* WHAT TO PRODUCE *
Please edit the listing from the line that contains "Trace the outline of every instance of the bird's" through the end of the listing, swapping "even-odd rule" for "nonzero winding rule" and changing nothing else. Return only those lines.

* EXERCISE INPUT *
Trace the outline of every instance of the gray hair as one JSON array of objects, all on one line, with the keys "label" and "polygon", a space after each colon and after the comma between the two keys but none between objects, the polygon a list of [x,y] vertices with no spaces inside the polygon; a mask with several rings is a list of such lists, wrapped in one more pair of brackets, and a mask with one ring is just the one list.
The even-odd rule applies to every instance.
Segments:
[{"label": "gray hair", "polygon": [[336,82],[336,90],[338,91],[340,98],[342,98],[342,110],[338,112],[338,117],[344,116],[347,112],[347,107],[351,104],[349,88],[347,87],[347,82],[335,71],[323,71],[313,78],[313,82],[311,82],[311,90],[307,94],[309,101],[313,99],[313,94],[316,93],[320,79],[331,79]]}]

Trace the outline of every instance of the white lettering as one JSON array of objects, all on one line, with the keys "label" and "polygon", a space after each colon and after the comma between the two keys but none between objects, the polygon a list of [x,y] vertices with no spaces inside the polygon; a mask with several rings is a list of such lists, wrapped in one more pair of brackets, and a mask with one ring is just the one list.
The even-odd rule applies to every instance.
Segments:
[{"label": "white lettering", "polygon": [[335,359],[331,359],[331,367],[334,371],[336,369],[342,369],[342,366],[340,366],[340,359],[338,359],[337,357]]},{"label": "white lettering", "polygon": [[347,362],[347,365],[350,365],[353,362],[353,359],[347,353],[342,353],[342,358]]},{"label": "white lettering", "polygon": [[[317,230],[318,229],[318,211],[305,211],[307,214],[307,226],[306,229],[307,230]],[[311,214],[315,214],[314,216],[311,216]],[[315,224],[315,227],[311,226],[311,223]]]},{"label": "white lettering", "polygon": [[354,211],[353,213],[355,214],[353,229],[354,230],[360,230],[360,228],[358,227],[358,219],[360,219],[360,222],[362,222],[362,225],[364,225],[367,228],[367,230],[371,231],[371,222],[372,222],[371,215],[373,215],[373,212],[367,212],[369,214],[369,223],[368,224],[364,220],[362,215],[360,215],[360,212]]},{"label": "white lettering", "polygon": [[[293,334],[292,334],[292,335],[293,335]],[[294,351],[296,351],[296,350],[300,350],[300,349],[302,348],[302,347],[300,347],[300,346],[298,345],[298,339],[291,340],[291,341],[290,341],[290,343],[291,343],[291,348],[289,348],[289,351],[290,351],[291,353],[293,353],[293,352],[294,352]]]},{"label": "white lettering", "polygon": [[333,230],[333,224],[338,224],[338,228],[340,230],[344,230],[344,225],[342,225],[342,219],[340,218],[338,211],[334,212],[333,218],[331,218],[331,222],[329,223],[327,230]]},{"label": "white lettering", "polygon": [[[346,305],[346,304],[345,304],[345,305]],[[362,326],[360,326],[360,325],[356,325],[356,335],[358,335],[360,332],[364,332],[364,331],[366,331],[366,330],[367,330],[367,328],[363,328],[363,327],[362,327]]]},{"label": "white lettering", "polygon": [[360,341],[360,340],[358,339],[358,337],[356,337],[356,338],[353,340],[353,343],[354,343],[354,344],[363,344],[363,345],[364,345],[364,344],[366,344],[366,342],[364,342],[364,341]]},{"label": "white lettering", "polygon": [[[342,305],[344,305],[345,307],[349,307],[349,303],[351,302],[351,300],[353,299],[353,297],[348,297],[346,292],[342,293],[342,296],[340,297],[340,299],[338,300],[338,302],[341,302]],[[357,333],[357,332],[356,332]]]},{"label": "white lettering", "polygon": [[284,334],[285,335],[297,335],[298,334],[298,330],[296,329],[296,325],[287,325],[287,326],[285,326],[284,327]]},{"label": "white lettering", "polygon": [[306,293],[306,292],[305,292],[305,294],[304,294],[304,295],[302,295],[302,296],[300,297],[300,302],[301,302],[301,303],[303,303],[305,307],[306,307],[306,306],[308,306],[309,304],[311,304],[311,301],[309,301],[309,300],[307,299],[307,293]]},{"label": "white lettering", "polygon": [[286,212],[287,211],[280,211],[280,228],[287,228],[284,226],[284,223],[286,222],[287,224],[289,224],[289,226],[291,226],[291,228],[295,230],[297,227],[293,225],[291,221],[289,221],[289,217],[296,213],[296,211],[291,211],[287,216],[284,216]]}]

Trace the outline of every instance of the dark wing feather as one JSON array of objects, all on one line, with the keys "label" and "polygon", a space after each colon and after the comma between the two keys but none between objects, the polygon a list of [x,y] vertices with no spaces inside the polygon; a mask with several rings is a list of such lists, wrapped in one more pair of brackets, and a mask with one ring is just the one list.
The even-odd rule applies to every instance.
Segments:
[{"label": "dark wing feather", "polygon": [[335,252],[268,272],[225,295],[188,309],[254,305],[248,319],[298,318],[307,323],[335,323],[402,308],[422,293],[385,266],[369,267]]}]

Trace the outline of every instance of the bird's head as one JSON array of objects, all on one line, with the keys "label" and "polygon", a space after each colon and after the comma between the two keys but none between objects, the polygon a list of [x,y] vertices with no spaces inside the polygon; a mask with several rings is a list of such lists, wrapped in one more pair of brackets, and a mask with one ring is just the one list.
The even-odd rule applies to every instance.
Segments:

* COMPLETE RESPONSE *
Trace the outline of every instance of the bird's head as one JSON array of objects, all on one line, with the keys "label" and "polygon", a space after each colon and after the comma between the two keys but none between objects, the polygon a list of [x,y] vertices with no spaces inside the polygon; a mask with several rings is a list of such lists, wrapped in one more pair of brackets, and a mask with one ring is just the one list.
The nonzero winding rule applies to every instance.
Segments:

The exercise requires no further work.